WHAT TO PRODUCE:
Can you write out again the part of the items that opens at their start and closes with the line containing "[426,335,522,386]" (both ends included, requests too), offsetting every bounding-box coordinate in the answers by -20? Leave the pictures out.
━━━━━━━━━━
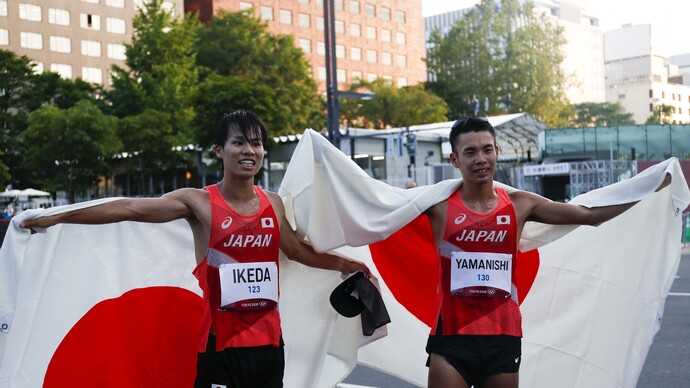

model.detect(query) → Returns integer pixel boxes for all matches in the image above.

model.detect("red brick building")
[185,0,426,90]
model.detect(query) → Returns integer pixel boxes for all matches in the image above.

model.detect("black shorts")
[194,335,285,388]
[426,335,522,386]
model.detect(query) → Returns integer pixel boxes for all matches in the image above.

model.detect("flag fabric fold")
[0,130,690,388]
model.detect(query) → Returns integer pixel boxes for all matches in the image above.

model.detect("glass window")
[31,61,43,74]
[366,26,376,40]
[381,28,391,42]
[335,44,345,58]
[81,40,101,57]
[260,6,273,21]
[379,7,391,20]
[50,63,72,79]
[299,39,311,54]
[19,32,43,50]
[350,47,362,61]
[367,50,376,63]
[350,23,362,36]
[50,36,72,54]
[79,13,101,31]
[19,3,41,22]
[0,28,10,46]
[48,8,69,26]
[397,54,407,69]
[381,52,393,66]
[105,0,125,8]
[280,9,292,24]
[335,20,345,34]
[105,18,127,34]
[108,43,127,61]
[81,67,103,84]
[297,13,311,28]
[395,31,407,45]
[364,3,376,17]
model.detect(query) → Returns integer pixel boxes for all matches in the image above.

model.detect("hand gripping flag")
[0,130,690,388]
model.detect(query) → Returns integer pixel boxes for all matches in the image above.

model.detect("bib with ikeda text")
[450,252,513,298]
[218,261,278,311]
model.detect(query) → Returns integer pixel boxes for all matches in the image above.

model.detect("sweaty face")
[450,131,498,184]
[215,131,265,177]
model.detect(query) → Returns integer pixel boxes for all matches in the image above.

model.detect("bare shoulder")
[262,189,285,217]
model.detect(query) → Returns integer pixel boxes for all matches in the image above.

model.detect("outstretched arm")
[266,192,371,275]
[19,189,204,229]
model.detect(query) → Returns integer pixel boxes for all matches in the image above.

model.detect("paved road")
[344,248,690,388]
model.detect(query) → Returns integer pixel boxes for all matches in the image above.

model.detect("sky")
[422,0,690,56]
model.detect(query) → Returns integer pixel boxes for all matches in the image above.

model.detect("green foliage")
[566,102,635,128]
[427,0,567,124]
[340,78,448,129]
[117,110,189,195]
[645,104,673,124]
[0,50,101,187]
[108,0,198,143]
[18,100,121,202]
[196,11,325,146]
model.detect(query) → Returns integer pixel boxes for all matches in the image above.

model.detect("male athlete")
[20,111,369,388]
[426,117,670,388]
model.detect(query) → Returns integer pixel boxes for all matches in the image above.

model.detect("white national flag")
[0,130,690,388]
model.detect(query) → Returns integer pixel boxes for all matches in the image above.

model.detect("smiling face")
[450,131,498,184]
[215,130,265,179]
━━━━━━━━━━
OUTPUT OF THE TASK:
model.detect(query) → Returns integer pixel boxes for all matches in the image above.

model.detect("red brick building")
[165,-20,406,70]
model.detect(query) → Returns integer pixel boxes for all matches in the image above.

model.detect("black shorts")
[174,315,265,368]
[406,315,502,366]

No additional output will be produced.